Going through the data below, copy out each line where the word "freckled" shows up.

DATA:
^^^^^^^^^^^^^^^^

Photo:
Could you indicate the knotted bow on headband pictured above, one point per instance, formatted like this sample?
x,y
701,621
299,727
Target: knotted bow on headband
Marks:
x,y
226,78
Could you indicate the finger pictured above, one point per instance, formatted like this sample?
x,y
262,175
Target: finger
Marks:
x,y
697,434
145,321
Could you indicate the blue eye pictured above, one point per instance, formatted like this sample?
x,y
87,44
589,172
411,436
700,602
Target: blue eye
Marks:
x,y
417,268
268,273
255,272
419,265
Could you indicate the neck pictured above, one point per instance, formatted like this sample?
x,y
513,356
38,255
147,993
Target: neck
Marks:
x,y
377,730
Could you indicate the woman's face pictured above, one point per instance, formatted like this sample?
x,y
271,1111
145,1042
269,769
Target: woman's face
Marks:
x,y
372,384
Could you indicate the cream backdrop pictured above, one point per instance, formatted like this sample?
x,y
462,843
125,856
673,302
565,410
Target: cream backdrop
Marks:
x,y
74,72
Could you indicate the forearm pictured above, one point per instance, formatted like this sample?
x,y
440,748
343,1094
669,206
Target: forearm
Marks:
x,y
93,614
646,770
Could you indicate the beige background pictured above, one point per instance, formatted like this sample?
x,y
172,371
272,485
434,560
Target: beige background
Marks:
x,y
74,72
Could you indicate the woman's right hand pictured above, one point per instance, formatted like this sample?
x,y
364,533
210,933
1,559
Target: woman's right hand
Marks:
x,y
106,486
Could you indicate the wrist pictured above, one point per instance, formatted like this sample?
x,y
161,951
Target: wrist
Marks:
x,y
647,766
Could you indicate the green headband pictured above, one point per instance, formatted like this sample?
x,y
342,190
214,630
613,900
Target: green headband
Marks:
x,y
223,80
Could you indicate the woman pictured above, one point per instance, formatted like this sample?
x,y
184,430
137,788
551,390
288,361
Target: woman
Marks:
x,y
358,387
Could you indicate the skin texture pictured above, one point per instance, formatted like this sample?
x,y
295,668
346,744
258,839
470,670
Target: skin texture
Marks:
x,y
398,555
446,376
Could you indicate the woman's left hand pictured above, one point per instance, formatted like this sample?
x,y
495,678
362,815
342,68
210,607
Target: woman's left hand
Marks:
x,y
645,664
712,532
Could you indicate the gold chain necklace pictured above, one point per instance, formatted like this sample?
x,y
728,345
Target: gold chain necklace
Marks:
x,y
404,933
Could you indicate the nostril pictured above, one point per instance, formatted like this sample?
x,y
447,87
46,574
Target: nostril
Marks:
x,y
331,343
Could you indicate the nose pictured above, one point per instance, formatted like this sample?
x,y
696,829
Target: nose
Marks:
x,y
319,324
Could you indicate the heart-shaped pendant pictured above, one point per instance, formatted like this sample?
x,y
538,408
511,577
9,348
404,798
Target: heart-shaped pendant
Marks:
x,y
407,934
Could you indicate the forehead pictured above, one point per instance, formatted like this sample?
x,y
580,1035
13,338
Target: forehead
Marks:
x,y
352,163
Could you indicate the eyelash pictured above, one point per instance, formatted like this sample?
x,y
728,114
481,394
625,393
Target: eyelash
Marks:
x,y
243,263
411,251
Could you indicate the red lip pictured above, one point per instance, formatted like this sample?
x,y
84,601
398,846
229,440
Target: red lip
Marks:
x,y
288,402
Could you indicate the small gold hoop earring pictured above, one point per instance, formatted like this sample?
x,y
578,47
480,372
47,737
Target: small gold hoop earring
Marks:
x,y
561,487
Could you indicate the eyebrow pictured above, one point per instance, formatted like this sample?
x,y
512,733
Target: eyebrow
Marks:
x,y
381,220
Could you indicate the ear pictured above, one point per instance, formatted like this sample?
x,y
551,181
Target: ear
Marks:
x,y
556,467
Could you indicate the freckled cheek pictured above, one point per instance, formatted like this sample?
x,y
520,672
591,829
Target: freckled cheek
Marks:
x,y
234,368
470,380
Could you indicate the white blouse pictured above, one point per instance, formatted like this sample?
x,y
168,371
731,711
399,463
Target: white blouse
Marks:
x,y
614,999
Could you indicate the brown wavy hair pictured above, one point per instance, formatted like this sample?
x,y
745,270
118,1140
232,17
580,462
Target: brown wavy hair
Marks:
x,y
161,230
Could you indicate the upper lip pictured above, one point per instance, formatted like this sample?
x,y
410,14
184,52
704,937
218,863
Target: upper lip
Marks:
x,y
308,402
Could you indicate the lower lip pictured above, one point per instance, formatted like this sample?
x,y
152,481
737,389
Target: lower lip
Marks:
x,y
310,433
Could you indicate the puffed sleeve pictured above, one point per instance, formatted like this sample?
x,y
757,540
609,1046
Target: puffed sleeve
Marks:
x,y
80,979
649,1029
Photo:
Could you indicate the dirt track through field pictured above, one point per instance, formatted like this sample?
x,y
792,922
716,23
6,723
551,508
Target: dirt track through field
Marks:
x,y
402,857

^^^^^^^^^^^^^^^^

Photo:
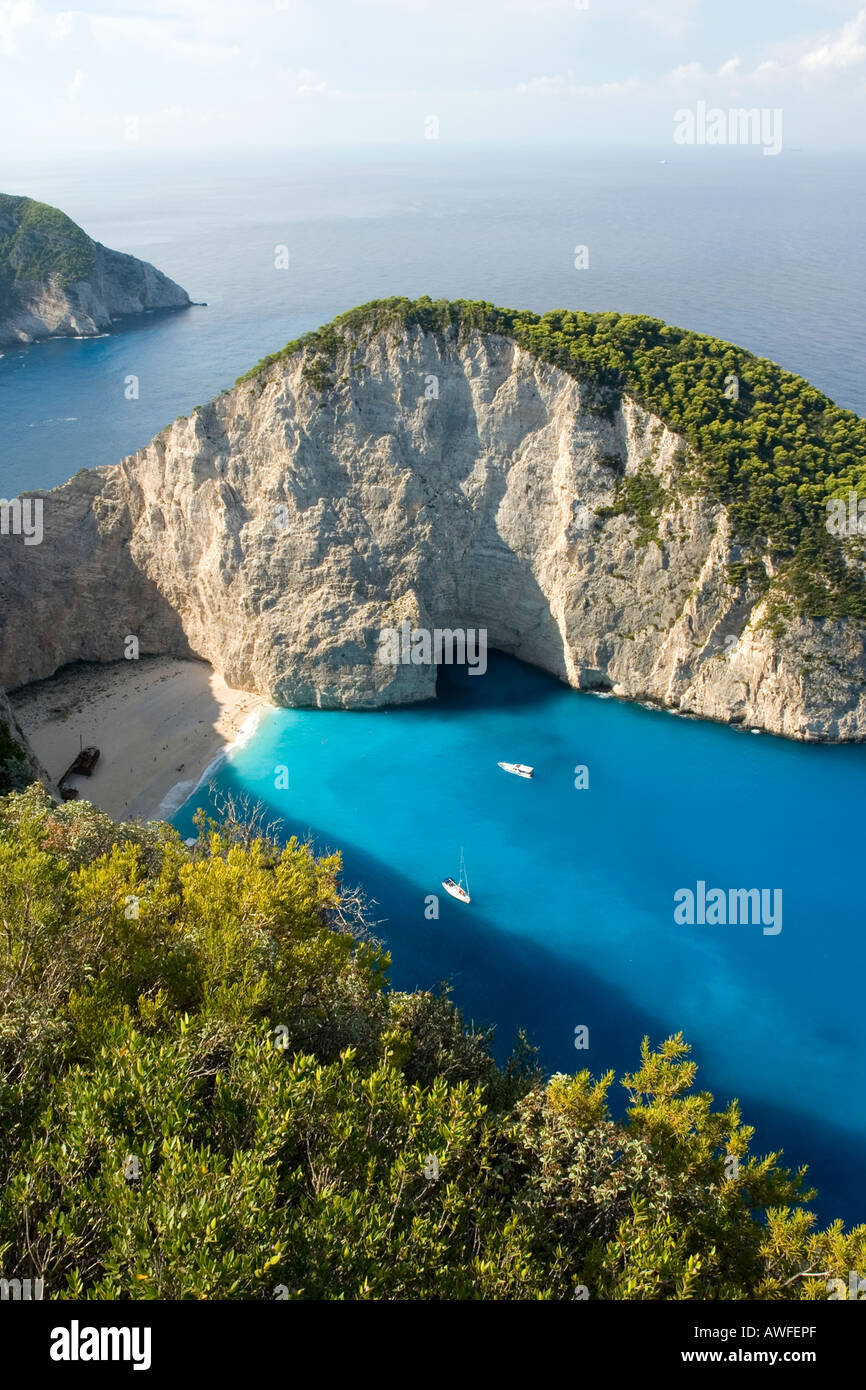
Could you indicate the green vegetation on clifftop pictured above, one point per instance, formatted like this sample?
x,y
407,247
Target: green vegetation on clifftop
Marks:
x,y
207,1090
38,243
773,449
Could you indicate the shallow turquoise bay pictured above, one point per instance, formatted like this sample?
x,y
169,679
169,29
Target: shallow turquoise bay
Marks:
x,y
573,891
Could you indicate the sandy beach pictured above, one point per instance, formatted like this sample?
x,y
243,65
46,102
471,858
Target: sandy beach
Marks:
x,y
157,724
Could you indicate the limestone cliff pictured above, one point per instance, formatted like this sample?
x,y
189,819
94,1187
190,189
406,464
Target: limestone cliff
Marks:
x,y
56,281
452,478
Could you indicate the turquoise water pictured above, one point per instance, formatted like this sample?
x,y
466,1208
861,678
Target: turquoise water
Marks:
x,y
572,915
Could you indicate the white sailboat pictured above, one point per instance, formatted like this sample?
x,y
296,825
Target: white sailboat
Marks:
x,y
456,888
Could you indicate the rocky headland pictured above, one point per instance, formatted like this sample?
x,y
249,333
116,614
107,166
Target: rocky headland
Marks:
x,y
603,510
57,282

^^^^^^^^^^^^^^^^

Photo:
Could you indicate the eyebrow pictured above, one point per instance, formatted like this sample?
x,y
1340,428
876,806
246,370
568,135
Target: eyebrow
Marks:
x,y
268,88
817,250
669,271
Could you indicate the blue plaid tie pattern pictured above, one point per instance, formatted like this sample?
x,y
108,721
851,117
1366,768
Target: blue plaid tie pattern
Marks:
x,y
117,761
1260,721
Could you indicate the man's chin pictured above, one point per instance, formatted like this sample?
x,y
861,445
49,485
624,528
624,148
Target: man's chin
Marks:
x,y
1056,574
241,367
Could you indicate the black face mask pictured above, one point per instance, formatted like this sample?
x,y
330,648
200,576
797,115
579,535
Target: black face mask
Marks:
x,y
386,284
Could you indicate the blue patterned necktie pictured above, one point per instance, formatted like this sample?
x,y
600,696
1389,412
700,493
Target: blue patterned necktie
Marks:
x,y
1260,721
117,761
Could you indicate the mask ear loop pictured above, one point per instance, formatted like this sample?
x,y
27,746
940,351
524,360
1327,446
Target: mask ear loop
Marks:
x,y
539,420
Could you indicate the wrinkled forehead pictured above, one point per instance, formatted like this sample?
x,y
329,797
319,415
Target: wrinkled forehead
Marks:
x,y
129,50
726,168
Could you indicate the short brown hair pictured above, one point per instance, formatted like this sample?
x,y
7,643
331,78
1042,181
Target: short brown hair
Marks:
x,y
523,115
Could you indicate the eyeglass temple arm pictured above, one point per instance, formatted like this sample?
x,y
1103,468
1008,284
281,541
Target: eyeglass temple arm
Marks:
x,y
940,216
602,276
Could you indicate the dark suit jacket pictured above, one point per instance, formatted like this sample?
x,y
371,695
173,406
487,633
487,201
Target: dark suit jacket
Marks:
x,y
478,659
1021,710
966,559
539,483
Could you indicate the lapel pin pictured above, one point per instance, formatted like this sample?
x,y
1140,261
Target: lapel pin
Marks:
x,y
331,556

^^^^^^^^^^^^^^^^

SOLUTION TO THE EXERCISE:
Could you indicate the freckled cheek pictured above, one point per instance, formatted like this sample?
Target: freckled cheek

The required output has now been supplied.